A single number is the answer here: the count of lines in the data below that include the word "image".

Stored data:
^^^^^^^^

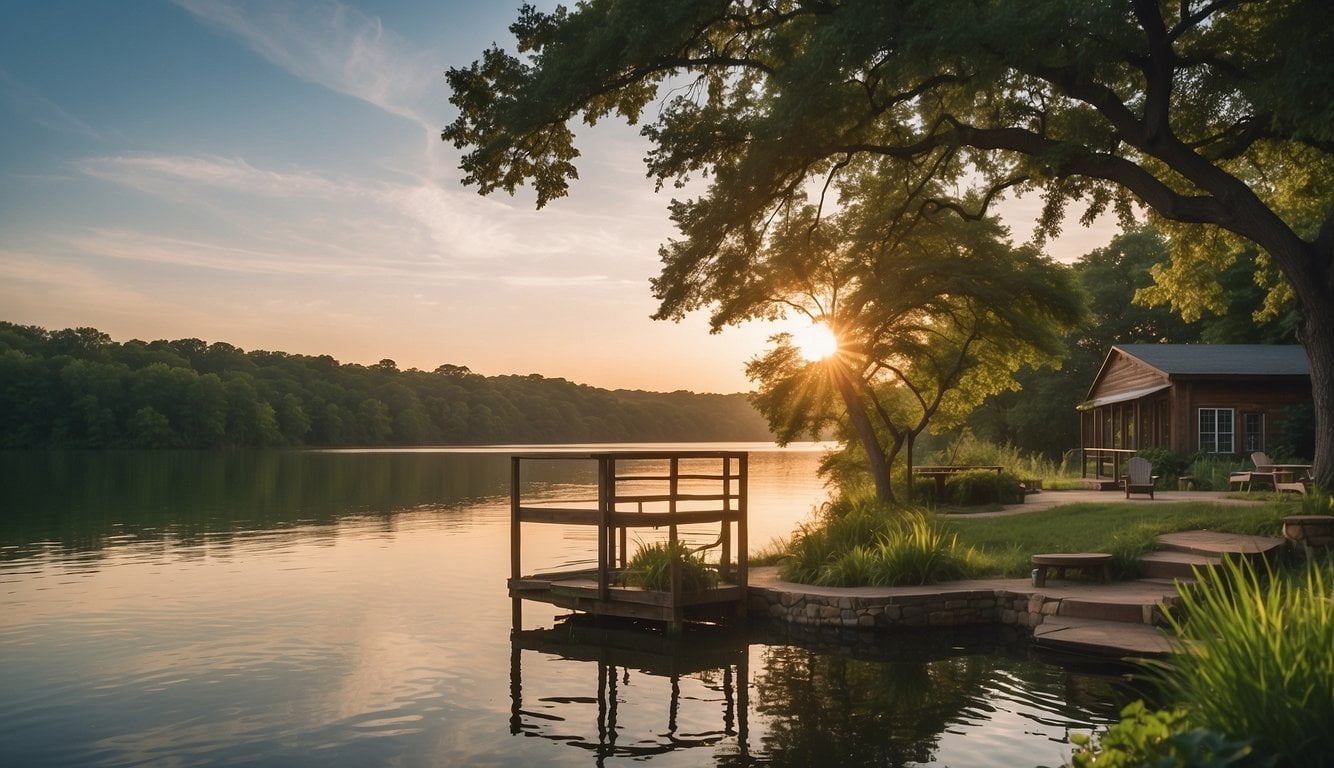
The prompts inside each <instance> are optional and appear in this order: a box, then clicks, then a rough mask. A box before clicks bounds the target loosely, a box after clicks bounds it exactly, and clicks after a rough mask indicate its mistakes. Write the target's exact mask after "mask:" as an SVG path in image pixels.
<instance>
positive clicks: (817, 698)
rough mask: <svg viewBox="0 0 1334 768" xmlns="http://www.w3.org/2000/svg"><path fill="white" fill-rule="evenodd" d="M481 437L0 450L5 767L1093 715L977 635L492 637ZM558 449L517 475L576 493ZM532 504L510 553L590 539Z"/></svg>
mask: <svg viewBox="0 0 1334 768" xmlns="http://www.w3.org/2000/svg"><path fill="white" fill-rule="evenodd" d="M598 449H607V447H599V448H598ZM507 453H508V451H499V449H498V451H486V452H478V451H468V452H458V451H450V452H446V451H411V452H279V453H227V455H208V453H180V455H176V453H107V455H44V453H35V455H0V467H3V468H4V477H5V480H7V483H5V488H4V491H0V501H3V509H4V516H3V523H0V608H3V612H0V680H3V691H4V695H3V696H0V756H4V760H3V763H4V764H5V765H25V767H27V765H133V764H155V765H156V764H161V765H220V764H236V763H252V764H253V763H259V764H273V765H315V764H319V765H321V767H328V765H380V764H391V763H398V764H404V765H552V764H560V765H592V764H596V763H599V761H600V760H628V759H636V757H638V759H644V757H648V759H651V761H652V763H654V764H662V765H699V764H715V763H716V764H730V765H731V764H747V763H774V764H792V763H799V764H811V763H812V761H819V756H820V755H822V753H823V752H822V751H827V752H828V753H830V755H839V756H840V760H843V763H840V764H903V765H908V764H928V763H932V761H936V760H939V761H940V763H948V764H952V765H988V764H1025V763H1022V761H1021V763H996V761H995V756H996V755H998V752H996V751H998V749H1002V751H1005V749H1009V752H1007V753H1009V755H1013V756H1015V757H1022V759H1023V760H1030V761H1031V760H1046V761H1047V763H1049V764H1057V763H1059V760H1061V756H1062V755H1063V753H1065V751H1066V749H1067V748H1066V745H1065V740H1066V739H1067V736H1069V733H1070V732H1071V729H1081V728H1083V729H1087V727H1089V724H1090V723H1102V721H1106V720H1107V717H1110V713H1111V712H1113V711H1114V705H1113V704H1110V703H1106V704H1105V703H1102V701H1107V700H1109V696H1103V697H1102V699H1097V697H1095V699H1097V700H1095V701H1094V703H1087V701H1073V700H1071V699H1070V696H1069V689H1071V685H1070V681H1069V676H1067V673H1066V672H1063V671H1062V669H1061V668H1054V667H1046V665H1041V664H1034V663H1031V661H1025V660H1022V659H1014V657H1006V656H996V655H995V652H994V648H995V643H991V641H988V643H990V644H988V645H987V647H988V648H992V651H986V652H970V653H971V655H968V656H963V657H960V659H962V660H960V659H940V657H938V656H936V657H930V656H927V657H922V659H919V660H911V657H912V655H914V653H916V651H911V652H908V651H902V649H887V651H883V652H882V653H880V655H879V656H875V655H872V656H871V657H848V656H846V655H844V653H842V652H836V651H832V649H819V648H808V647H806V645H804V644H795V643H794V641H792V640H791V639H788V637H786V636H784V635H783V633H782V632H779V633H778V635H771V633H770V632H774V629H763V631H762V629H760V628H752V629H751V631H750V632H748V633H746V635H736V633H727V635H724V636H723V637H712V636H703V637H699V639H692V637H691V636H688V635H687V637H686V639H684V640H680V641H672V640H670V639H664V637H660V636H658V635H654V633H651V632H648V633H646V632H643V631H626V629H616V628H606V627H600V625H598V627H592V628H584V627H580V625H579V624H570V623H559V624H558V623H556V619H558V612H556V611H555V609H554V608H551V607H547V605H540V604H538V605H532V604H530V605H527V607H526V609H524V631H523V632H520V633H519V635H516V636H515V637H514V639H512V640H511V633H510V629H511V627H510V601H508V599H507V596H506V591H504V579H506V576H507V575H508V568H510V563H508V515H510V511H508V505H510V500H508V461H507V459H506V455H507ZM818 460H819V452H815V451H810V449H808V451H783V452H779V451H768V452H755V453H752V455H751V509H752V516H751V520H752V529H754V533H752V539H751V540H752V544H756V545H758V544H763V543H764V541H767V540H768V537H771V536H780V535H786V533H787V532H788V531H791V528H792V525H794V524H795V523H798V521H800V520H803V519H804V517H806V516H807V515H808V513H810V511H811V509H812V508H814V507H816V505H818V504H819V503H820V501H822V500H823V497H824V491H823V487H822V485H820V483H819V480H818V479H816V477H815V476H814V468H815V464H816V463H818ZM562 464H564V467H560V465H562ZM580 472H586V471H584V469H579V468H571V467H568V464H567V463H556V465H552V467H548V468H546V469H540V468H539V469H535V471H534V476H532V477H531V479H530V489H528V492H531V493H536V495H538V496H540V497H543V499H547V500H562V499H574V497H576V496H579V495H582V493H587V492H588V487H587V485H586V484H584V483H587V481H588V479H590V476H588V475H580ZM15 479H23V480H21V481H16V480H15ZM536 528H540V531H534V535H532V536H531V537H528V536H527V531H526V539H524V559H526V561H527V560H528V559H531V560H532V561H534V563H536V564H568V563H580V561H583V563H587V561H588V559H590V557H591V555H590V552H588V548H590V545H594V547H595V540H594V537H592V536H590V535H588V531H582V529H578V528H564V527H556V525H543V527H536ZM588 632H591V633H592V635H588V636H586V635H587V633H588ZM756 632H759V633H756ZM936 645H938V644H936ZM936 645H931V647H932V648H934V647H936ZM886 648H888V647H886ZM826 715H828V716H826ZM924 715H928V716H924ZM964 735H966V736H967V739H966V740H964V739H963V736H964ZM1014 739H1025V740H1026V741H1025V743H1026V744H1027V745H1026V747H1021V748H1018V749H1015V748H1014V747H1009V745H1006V744H1007V743H1011V741H1013V740H1014ZM859 755H860V756H862V757H858V756H859Z"/></svg>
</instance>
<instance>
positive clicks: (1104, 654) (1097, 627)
mask: <svg viewBox="0 0 1334 768" xmlns="http://www.w3.org/2000/svg"><path fill="white" fill-rule="evenodd" d="M1033 640H1034V643H1037V644H1038V645H1043V647H1047V648H1059V649H1062V651H1074V652H1079V653H1093V655H1098V656H1114V657H1126V656H1139V657H1145V656H1166V655H1167V653H1171V641H1170V640H1169V636H1167V635H1166V633H1165V632H1162V631H1161V629H1157V628H1154V627H1150V625H1147V624H1131V623H1127V621H1105V620H1101V619H1079V617H1074V616H1047V617H1046V619H1045V620H1043V621H1042V624H1038V625H1037V627H1034V628H1033Z"/></svg>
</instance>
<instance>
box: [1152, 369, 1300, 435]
mask: <svg viewBox="0 0 1334 768" xmlns="http://www.w3.org/2000/svg"><path fill="white" fill-rule="evenodd" d="M1178 389H1179V391H1181V399H1179V400H1181V404H1182V408H1179V409H1178V413H1179V415H1181V419H1178V420H1177V423H1178V432H1177V433H1175V435H1174V439H1173V449H1174V451H1179V452H1182V453H1190V452H1194V451H1198V449H1199V409H1201V408H1231V409H1233V420H1234V427H1233V428H1234V453H1241V455H1245V453H1249V451H1247V449H1246V447H1245V445H1243V444H1242V431H1243V427H1245V421H1243V415H1246V413H1262V415H1263V416H1265V424H1263V429H1265V432H1263V433H1265V437H1263V443H1262V445H1261V447H1259V449H1261V451H1267V449H1269V447H1270V444H1271V443H1273V440H1274V439H1275V437H1277V435H1278V423H1279V421H1281V420H1282V419H1283V411H1285V409H1286V408H1287V407H1289V405H1298V404H1302V403H1310V401H1311V384H1310V380H1309V379H1305V377H1286V376H1285V377H1253V379H1241V377H1233V379H1213V380H1186V381H1182V383H1181V384H1178V385H1177V387H1173V391H1174V392H1177V391H1178ZM1178 445H1179V447H1178Z"/></svg>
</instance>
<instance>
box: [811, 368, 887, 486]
mask: <svg viewBox="0 0 1334 768" xmlns="http://www.w3.org/2000/svg"><path fill="white" fill-rule="evenodd" d="M827 364H828V365H831V367H832V371H831V372H832V376H834V381H835V383H836V384H838V391H839V395H842V396H843V407H844V408H847V417H848V419H850V420H851V421H852V427H854V428H855V429H856V435H858V437H859V439H860V440H862V449H863V451H866V460H867V463H868V464H870V467H871V477H872V479H874V480H875V496H876V497H878V499H879V500H880V501H890V503H892V501H894V485H892V484H891V483H890V460H888V459H887V457H886V456H884V448H883V447H882V445H880V439H879V436H876V433H875V427H874V425H872V424H871V420H870V419H868V417H867V416H866V404H864V403H862V397H860V396H859V395H858V392H856V387H854V385H852V375H851V373H850V372H848V371H847V368H846V367H844V365H843V364H842V363H839V361H836V360H834V359H830V360H827Z"/></svg>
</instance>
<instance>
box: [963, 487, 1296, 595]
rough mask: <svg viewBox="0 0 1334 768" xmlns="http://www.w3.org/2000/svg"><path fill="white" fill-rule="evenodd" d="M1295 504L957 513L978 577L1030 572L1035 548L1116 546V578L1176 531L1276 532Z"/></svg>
mask: <svg viewBox="0 0 1334 768" xmlns="http://www.w3.org/2000/svg"><path fill="white" fill-rule="evenodd" d="M1293 513H1294V504H1291V503H1283V504H1279V503H1273V501H1271V503H1267V504H1247V505H1223V504H1209V503H1202V501H1191V503H1182V504H1151V505H1150V504H1135V503H1085V504H1069V505H1063V507H1053V508H1051V509H1043V511H1041V512H1029V513H1025V515H1011V516H1006V517H980V519H958V517H955V519H951V520H948V521H947V525H948V528H950V529H951V531H954V532H956V533H958V535H959V539H958V543H959V547H960V548H963V549H967V548H972V551H974V552H972V555H971V556H970V559H968V565H970V571H971V573H972V575H974V576H1010V577H1015V576H1026V575H1027V573H1029V571H1030V569H1031V568H1033V565H1031V564H1030V563H1029V556H1030V555H1034V553H1037V552H1110V553H1113V555H1115V557H1117V559H1115V565H1114V572H1115V573H1117V575H1118V577H1129V576H1135V575H1137V573H1138V569H1137V563H1135V560H1137V559H1138V557H1139V555H1142V553H1145V552H1147V551H1150V549H1153V543H1154V537H1155V536H1158V535H1159V533H1170V532H1174V531H1198V529H1206V531H1221V532H1227V533H1251V535H1261V536H1278V535H1281V529H1282V516H1283V515H1293Z"/></svg>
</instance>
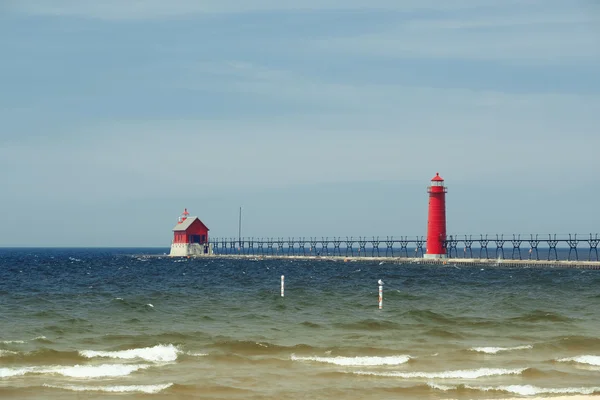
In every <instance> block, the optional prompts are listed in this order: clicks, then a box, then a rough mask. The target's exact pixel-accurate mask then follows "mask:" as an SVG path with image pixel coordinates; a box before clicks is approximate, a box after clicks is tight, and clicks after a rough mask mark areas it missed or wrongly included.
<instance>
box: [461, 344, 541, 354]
mask: <svg viewBox="0 0 600 400" xmlns="http://www.w3.org/2000/svg"><path fill="white" fill-rule="evenodd" d="M529 349H533V346H532V345H526V346H515V347H472V348H470V349H469V350H471V351H476V352H479V353H487V354H497V353H499V352H501V351H514V350H529Z"/></svg>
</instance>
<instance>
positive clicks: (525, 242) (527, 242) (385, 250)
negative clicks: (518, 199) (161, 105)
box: [210, 233, 600, 261]
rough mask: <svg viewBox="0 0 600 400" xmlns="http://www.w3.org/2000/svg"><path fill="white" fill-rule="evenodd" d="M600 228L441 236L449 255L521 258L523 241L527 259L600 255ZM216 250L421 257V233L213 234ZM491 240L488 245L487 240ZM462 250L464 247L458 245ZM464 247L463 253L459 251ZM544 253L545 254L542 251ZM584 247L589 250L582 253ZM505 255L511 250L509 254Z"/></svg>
mask: <svg viewBox="0 0 600 400" xmlns="http://www.w3.org/2000/svg"><path fill="white" fill-rule="evenodd" d="M599 243H600V234H598V233H595V234H592V233H590V234H585V235H581V234H580V235H578V234H566V235H556V234H545V235H542V234H528V235H521V234H512V235H510V236H509V235H506V236H505V235H504V234H498V235H487V234H486V235H483V234H482V235H449V236H447V237H446V240H445V241H444V244H445V249H446V254H447V256H448V257H449V258H480V259H490V258H494V259H498V258H501V259H512V260H522V259H523V254H522V249H521V247H522V245H525V246H526V247H525V248H526V249H527V250H525V249H524V250H523V251H526V257H527V259H530V260H540V253H542V254H541V255H542V257H544V259H547V260H548V261H550V260H560V259H562V260H569V261H571V260H577V261H579V260H580V258H579V256H580V255H579V251H584V254H582V257H584V258H582V259H581V260H584V259H587V260H588V261H600V260H599V258H598V244H599ZM210 244H211V246H212V249H213V252H214V253H215V254H241V255H255V256H260V255H279V256H284V255H289V256H340V257H343V256H345V257H357V256H358V257H369V256H370V257H406V258H413V257H414V258H418V257H423V255H424V254H425V251H426V250H425V249H426V241H425V239H424V237H423V236H397V237H394V236H386V237H385V238H380V237H379V236H372V237H366V236H358V237H348V236H346V237H321V238H318V237H309V238H306V237H298V238H294V237H290V238H287V239H285V238H248V237H245V238H214V239H211V240H210ZM490 245H491V246H490ZM459 249H460V250H462V251H459ZM461 253H462V254H461ZM544 253H545V254H544ZM585 253H587V254H585ZM507 255H510V256H509V257H508V258H507V257H506V256H507Z"/></svg>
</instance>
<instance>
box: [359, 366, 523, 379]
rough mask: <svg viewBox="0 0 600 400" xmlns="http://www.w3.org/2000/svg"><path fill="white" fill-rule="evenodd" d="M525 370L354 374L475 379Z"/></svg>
mask: <svg viewBox="0 0 600 400" xmlns="http://www.w3.org/2000/svg"><path fill="white" fill-rule="evenodd" d="M523 371H525V368H515V369H503V368H479V369H463V370H455V371H441V372H367V371H357V372H354V373H355V374H358V375H373V376H385V377H393V378H408V379H410V378H425V379H436V378H438V379H477V378H482V377H488V376H499V375H519V374H521V373H522V372H523Z"/></svg>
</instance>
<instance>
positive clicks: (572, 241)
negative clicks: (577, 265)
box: [567, 233, 579, 261]
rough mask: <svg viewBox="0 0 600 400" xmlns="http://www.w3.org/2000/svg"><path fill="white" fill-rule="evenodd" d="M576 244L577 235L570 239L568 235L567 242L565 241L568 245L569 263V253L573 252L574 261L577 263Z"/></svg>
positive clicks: (578, 257)
mask: <svg viewBox="0 0 600 400" xmlns="http://www.w3.org/2000/svg"><path fill="white" fill-rule="evenodd" d="M578 243H579V240H577V234H575V235H574V237H573V238H571V234H570V233H569V240H567V244H568V245H569V256H568V257H567V260H569V261H571V252H572V251H573V250H575V259H576V260H578V261H579V254H577V244H578Z"/></svg>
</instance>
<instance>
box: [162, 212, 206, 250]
mask: <svg viewBox="0 0 600 400" xmlns="http://www.w3.org/2000/svg"><path fill="white" fill-rule="evenodd" d="M210 254H212V248H211V246H210V243H209V242H208V228H207V227H206V225H204V223H203V222H202V221H200V218H198V217H190V213H189V212H188V211H187V208H186V209H185V210H184V211H183V213H182V214H181V216H180V217H179V220H178V221H177V225H175V227H174V228H173V242H171V253H170V255H171V256H176V257H181V256H184V257H185V256H200V255H210Z"/></svg>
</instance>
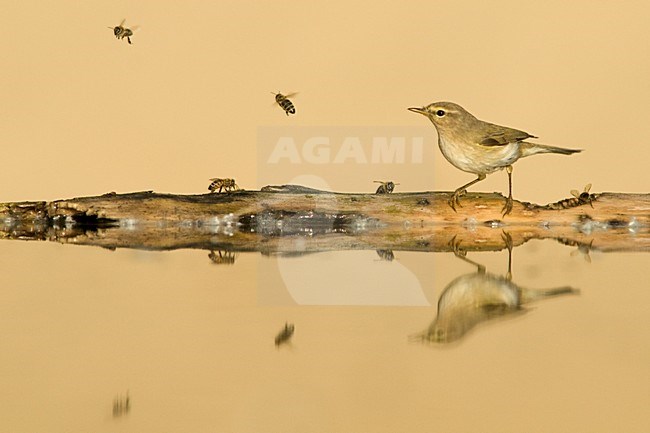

^^^^^^^^

TASK ANSWER:
2